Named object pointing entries
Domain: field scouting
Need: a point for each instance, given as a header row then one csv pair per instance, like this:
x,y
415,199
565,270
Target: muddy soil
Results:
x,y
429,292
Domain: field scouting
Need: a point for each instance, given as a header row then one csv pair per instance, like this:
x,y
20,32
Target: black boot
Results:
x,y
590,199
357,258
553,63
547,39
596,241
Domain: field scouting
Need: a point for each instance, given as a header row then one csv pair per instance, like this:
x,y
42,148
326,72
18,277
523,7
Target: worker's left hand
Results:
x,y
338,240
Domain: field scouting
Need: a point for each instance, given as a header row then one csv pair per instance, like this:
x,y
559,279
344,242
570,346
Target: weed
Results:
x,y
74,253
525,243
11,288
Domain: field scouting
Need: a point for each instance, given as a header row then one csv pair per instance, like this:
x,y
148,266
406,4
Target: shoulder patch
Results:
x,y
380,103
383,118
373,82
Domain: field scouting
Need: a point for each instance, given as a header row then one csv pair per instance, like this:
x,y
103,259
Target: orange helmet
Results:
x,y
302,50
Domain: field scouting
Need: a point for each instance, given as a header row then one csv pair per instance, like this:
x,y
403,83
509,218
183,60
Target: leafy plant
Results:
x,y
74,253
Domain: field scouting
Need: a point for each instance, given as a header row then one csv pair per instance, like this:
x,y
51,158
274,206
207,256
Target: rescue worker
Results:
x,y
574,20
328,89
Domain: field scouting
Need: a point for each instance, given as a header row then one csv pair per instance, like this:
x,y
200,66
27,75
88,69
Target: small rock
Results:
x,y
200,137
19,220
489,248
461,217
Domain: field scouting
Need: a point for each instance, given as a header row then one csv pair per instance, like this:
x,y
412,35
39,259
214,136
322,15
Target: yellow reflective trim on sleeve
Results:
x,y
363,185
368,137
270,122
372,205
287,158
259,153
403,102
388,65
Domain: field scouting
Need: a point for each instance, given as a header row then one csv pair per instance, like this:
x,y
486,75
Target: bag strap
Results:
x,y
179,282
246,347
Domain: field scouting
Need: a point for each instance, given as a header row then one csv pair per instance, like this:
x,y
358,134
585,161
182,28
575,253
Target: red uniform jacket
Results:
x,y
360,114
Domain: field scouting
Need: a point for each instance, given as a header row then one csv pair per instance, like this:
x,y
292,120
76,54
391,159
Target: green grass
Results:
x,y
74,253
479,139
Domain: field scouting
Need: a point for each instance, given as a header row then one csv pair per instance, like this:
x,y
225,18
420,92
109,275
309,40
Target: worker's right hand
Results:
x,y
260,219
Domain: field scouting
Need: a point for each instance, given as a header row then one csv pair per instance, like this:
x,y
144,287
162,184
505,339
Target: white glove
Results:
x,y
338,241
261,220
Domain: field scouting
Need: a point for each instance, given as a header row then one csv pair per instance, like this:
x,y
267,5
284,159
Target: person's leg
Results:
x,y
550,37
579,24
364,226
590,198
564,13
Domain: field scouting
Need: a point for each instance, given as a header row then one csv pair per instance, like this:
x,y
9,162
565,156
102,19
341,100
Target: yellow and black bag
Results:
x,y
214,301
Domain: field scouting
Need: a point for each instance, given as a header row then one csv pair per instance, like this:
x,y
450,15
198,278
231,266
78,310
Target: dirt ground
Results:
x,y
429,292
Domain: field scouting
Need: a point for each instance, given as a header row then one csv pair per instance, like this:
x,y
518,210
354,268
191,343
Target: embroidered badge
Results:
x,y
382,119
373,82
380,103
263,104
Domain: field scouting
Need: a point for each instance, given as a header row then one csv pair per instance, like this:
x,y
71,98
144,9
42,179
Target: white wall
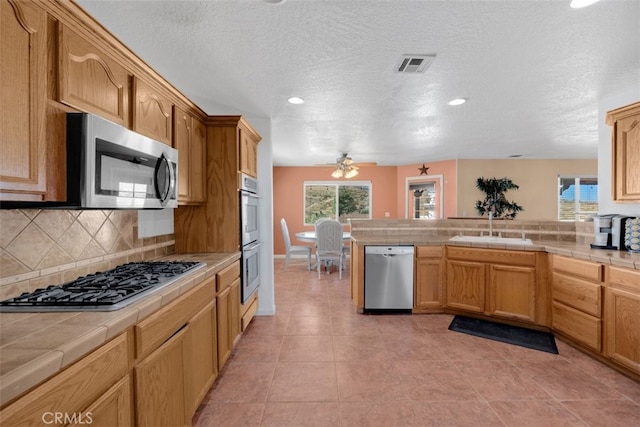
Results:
x,y
605,201
266,294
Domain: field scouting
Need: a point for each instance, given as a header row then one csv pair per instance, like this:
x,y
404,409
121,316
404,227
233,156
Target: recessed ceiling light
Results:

» TASK BRIEF: Reproduce the data above in full, exactly as it is, with the pictures left out.

» THE SOLUTION:
Domain: field scouting
Need: a point for each instance, given as a header row then one csv pair per instance, like this:
x,y
415,199
565,270
Target: muddy soil
Results:
x,y
429,292
Domain: field scouting
Need: a point for each instance, given as a header row then one csv pair per instance, like this:
x,y
20,32
Target: black boot
Results:
x,y
590,199
357,258
553,63
547,39
596,241
Domain: field scouting
Need: a point for each instance, given as a header row then one csv pair per instance, like this:
x,y
42,148
326,72
18,277
523,7
Target: worker's left hand
Results:
x,y
338,240
Domain: field scouting
Need: a point for each instance, given as a header row then one csv pair per instance, like this:
x,y
559,279
344,242
570,346
Target: weed
Results:
x,y
74,253
525,243
11,288
Domain: field scouting
Need: a point for each instance, given as a header row then one csv pair per instance, like this:
x,y
148,266
406,4
Target: shoulder patch
Results:
x,y
380,103
383,118
373,82
Domain: field scouting
Need: a point for each instance, given as a header row then one csv pair per instance, like this:
x,y
103,259
Target: orange helmet
Results:
x,y
302,50
Domain: field scouting
Need: a point for each instance, given as a header row then one csv pair per instance, like this:
x,y
403,83
509,218
183,60
Target: leafy plant
Results:
x,y
74,253
Domain: field scouting
Need: a point for each instance, given as a header row then one csv pair per instance, like this:
x,y
51,158
274,206
207,256
Target: rescue worker
Results:
x,y
574,20
328,89
Domain: field scouting
Need: a point for each instance, given as a header row then one csv pair per instance, like this:
x,y
200,66
27,75
88,69
Target: small rock
Results:
x,y
200,137
19,220
489,248
461,217
Domain: field scouting
Need: a point for each instance, given as a header row then one csv pair per instance, like this:
x,y
412,35
39,259
214,136
322,15
Target: yellow reflective trim on sleeve
Results:
x,y
363,185
368,137
270,122
372,205
287,158
259,153
403,102
388,65
Domain: field scouting
Need: a point for each instance, given as a header row then one csv pair per instance, like this:
x,y
486,75
Target: bag strap
Results:
x,y
179,282
246,347
Domain: field scouting
Need: a point for each instance, given as a header row then one csv pair per instance, like this:
x,y
358,134
585,161
182,28
575,253
Target: red uniform jacket
Results:
x,y
360,114
Domain: field scouting
Need: a point for each instance, given as a header row then one csv pair per instance, like this:
x,y
292,120
76,54
391,159
Target: green grass
Results:
x,y
74,253
479,139
Domain: field scouting
Need: a point for each instance, given as a header row then one csv pair per instance, like this:
x,y
225,18
420,92
109,275
309,40
Target: worker's right hand
Results:
x,y
260,219
Domain: field scouting
Need: a point for each instance, given as a header row then one csv pair per instance, like this:
x,y
144,287
162,184
505,339
Target: white glove
Results:
x,y
338,241
261,220
Domain: field scouting
Need: a point for each instance, given as a header row then one csv pair per instance, like this:
x,y
267,5
284,159
Target: person's leg
Results:
x,y
550,37
579,24
364,226
590,198
564,13
Domain: field scouting
Need: a point for each instance, given as a header row then one csv pair per instance, like this:
x,y
9,162
565,156
102,19
341,100
Target: yellow and black bag
Results:
x,y
214,301
Domain: field scouting
Need: a point for each instance, given as a header row then one csv pair per instance, like this:
x,y
450,15
198,278
231,266
78,310
Target: dirt ground
Results:
x,y
429,292
Domain: field scouting
Need: a point for each instance, given as a header row then one csv pair per instance, like this:
x,y
518,210
354,268
191,343
Target: embroidered badge
Results:
x,y
382,119
373,82
380,103
263,104
Domain: field scouting
Need: a point for each instance, given as a header row then one csv pair per instance, like this:
x,y
71,98
144,9
42,179
Target: white wall
Results:
x,y
605,201
266,294
Domain: field scouting
Need: a point for each instance, given as a header row then one csv pair per instance, like this:
x,y
404,409
121,316
404,227
233,156
Target: recessed ceiling light
Results:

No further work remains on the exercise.